The problem: What is needed is an exact repeat of the lines from the line containing "phrase -- brindle dog" through the final line of the entries below, and nothing else.
==== Input
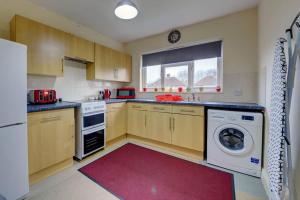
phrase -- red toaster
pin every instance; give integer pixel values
(42, 96)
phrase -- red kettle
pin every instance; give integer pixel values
(106, 94)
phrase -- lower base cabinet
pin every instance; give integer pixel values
(188, 131)
(181, 126)
(115, 121)
(159, 126)
(51, 138)
(136, 122)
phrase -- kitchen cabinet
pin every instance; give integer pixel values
(110, 65)
(50, 138)
(188, 131)
(116, 123)
(46, 46)
(80, 49)
(158, 126)
(188, 127)
(179, 125)
(136, 118)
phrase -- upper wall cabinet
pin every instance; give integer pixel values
(80, 49)
(110, 65)
(46, 46)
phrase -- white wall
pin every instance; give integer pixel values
(239, 33)
(25, 8)
(73, 85)
(274, 17)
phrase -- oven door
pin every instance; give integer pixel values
(93, 140)
(93, 120)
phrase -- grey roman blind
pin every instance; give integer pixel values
(196, 52)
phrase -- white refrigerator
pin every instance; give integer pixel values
(14, 182)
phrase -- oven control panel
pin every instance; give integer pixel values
(95, 106)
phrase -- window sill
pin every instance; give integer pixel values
(160, 92)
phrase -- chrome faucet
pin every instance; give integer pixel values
(193, 96)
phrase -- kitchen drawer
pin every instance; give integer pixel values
(189, 110)
(115, 106)
(160, 108)
(50, 116)
(138, 106)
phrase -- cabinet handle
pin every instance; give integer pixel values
(116, 74)
(157, 108)
(50, 119)
(173, 124)
(62, 65)
(188, 111)
(78, 58)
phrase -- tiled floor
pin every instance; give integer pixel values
(72, 185)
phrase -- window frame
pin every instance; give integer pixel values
(190, 64)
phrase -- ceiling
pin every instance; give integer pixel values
(156, 16)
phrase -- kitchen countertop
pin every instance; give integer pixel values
(45, 107)
(208, 104)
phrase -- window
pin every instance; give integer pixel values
(184, 70)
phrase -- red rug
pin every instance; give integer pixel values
(136, 173)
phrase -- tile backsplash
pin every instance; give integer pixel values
(73, 85)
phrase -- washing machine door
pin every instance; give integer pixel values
(233, 139)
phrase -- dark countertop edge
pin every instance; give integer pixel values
(56, 106)
(218, 105)
(225, 105)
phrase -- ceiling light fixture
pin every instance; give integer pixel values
(126, 9)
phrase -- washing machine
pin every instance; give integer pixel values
(234, 140)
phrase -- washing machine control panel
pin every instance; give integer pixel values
(247, 118)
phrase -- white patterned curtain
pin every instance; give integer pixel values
(276, 146)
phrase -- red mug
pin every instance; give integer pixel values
(107, 94)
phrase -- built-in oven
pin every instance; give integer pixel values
(92, 140)
(90, 128)
(92, 120)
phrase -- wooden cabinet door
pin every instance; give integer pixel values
(158, 126)
(109, 126)
(188, 131)
(136, 122)
(110, 65)
(102, 68)
(46, 46)
(120, 122)
(80, 49)
(51, 138)
(116, 124)
(124, 71)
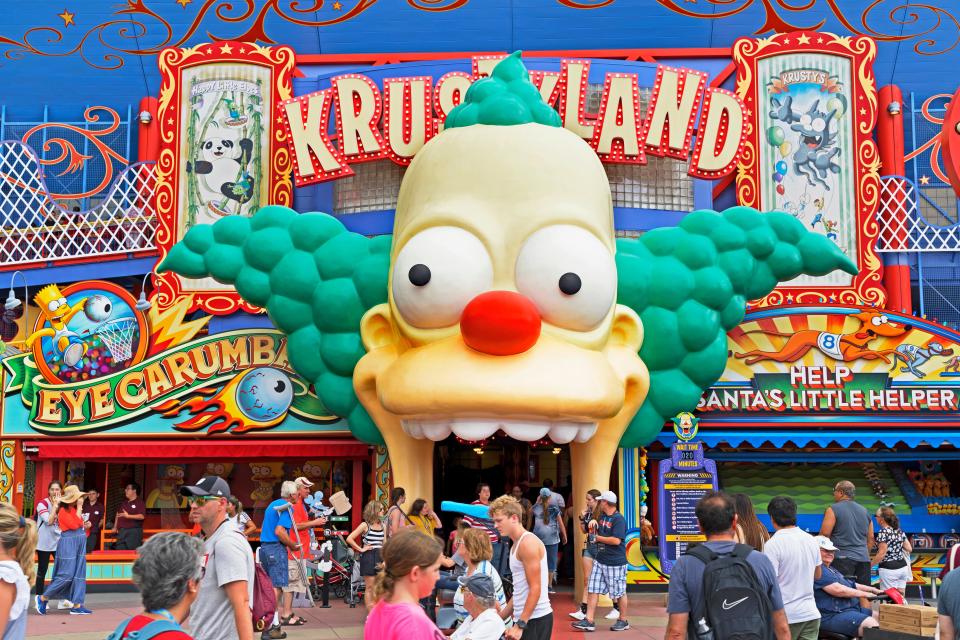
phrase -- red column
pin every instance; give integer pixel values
(148, 138)
(357, 498)
(896, 275)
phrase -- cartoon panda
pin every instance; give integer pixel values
(222, 168)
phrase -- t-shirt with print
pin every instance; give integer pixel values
(894, 539)
(401, 621)
(272, 518)
(134, 507)
(139, 622)
(228, 559)
(795, 556)
(686, 579)
(614, 526)
(948, 600)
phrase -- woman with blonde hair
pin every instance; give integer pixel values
(373, 533)
(18, 541)
(411, 568)
(477, 552)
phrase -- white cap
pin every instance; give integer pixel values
(825, 543)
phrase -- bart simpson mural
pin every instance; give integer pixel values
(502, 301)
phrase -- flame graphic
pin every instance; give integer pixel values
(169, 327)
(219, 411)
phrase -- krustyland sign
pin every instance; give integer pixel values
(841, 361)
(394, 121)
(232, 382)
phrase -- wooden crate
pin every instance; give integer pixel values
(913, 619)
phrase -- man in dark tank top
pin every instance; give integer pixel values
(848, 525)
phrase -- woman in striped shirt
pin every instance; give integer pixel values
(372, 532)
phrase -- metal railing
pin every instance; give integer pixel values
(34, 228)
(904, 226)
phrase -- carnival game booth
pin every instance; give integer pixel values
(162, 405)
(795, 421)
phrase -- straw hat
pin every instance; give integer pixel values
(71, 494)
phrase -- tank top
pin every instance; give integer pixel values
(373, 538)
(520, 587)
(850, 532)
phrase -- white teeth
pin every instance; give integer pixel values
(586, 432)
(526, 431)
(564, 432)
(475, 429)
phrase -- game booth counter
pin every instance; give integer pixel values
(162, 405)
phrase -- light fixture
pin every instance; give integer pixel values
(12, 302)
(143, 304)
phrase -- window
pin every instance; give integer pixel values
(373, 187)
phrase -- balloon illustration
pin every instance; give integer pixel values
(775, 136)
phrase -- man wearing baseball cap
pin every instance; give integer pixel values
(480, 601)
(838, 599)
(222, 608)
(609, 574)
(302, 528)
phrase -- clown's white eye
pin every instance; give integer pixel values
(437, 273)
(570, 276)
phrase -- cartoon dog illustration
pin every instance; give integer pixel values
(843, 347)
(914, 356)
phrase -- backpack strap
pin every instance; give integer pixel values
(703, 553)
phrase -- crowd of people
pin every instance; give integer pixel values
(499, 568)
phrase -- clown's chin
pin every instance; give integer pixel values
(476, 429)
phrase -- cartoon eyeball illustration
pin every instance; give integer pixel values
(264, 394)
(97, 308)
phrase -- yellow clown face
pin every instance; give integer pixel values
(502, 310)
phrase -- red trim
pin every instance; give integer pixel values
(647, 55)
(193, 450)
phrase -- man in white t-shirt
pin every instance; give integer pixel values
(796, 559)
(480, 601)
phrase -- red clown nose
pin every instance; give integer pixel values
(500, 323)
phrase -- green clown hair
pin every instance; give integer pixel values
(506, 97)
(690, 284)
(314, 278)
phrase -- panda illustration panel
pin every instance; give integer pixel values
(807, 151)
(226, 150)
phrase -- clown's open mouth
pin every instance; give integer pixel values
(475, 429)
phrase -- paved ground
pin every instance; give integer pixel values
(647, 620)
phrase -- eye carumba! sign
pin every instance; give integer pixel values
(394, 121)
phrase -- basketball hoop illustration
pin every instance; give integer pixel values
(118, 335)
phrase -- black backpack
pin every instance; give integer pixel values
(735, 605)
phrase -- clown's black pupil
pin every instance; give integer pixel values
(570, 283)
(419, 275)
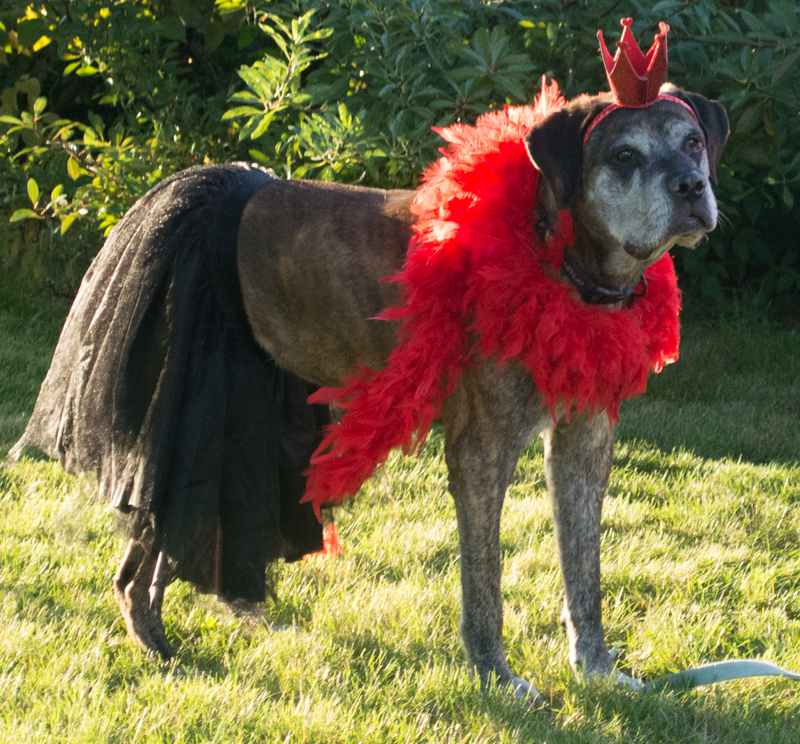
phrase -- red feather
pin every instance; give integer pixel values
(475, 269)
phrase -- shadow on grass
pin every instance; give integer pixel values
(735, 393)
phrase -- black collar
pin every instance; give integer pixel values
(590, 292)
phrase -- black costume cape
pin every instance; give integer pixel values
(158, 385)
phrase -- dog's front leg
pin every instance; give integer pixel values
(488, 421)
(578, 459)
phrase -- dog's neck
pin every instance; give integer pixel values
(585, 261)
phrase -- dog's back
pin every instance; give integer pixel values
(311, 257)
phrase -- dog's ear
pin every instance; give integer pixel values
(714, 121)
(555, 146)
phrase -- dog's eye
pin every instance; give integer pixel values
(625, 155)
(694, 144)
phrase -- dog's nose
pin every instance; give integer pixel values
(689, 185)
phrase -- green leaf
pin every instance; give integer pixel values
(241, 111)
(784, 66)
(67, 221)
(33, 191)
(172, 28)
(22, 214)
(73, 169)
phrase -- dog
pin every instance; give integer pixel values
(310, 262)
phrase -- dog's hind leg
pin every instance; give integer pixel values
(139, 590)
(578, 459)
(488, 420)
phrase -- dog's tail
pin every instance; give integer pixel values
(159, 387)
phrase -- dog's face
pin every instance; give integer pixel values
(641, 182)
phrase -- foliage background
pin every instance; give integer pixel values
(102, 99)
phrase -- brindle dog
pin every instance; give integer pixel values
(311, 257)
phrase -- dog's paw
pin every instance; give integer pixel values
(614, 676)
(527, 694)
(633, 684)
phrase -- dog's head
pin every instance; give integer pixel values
(640, 182)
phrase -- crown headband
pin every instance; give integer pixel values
(635, 78)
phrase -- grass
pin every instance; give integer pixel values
(701, 561)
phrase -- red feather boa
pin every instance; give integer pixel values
(477, 270)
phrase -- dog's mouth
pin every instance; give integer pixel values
(687, 231)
========
Written response:
phrase -- brindle dog
pin every instance; give integer pixel values
(311, 257)
phrase -- dog's paw
pin every instance; give integer pixel values
(614, 676)
(527, 694)
(633, 684)
phrase -- dog's head
pin every instance; give integer pixel values
(640, 182)
phrase -- crown headband
pin every instance; give integer pixel values
(635, 78)
phrase -- grass
pin every instance; give integer pixel values
(701, 561)
phrase -- red feather boa
pin every instance; give integer pixel values
(477, 270)
phrase -- dog's mouth
pin every instance; give integer pixel values
(687, 231)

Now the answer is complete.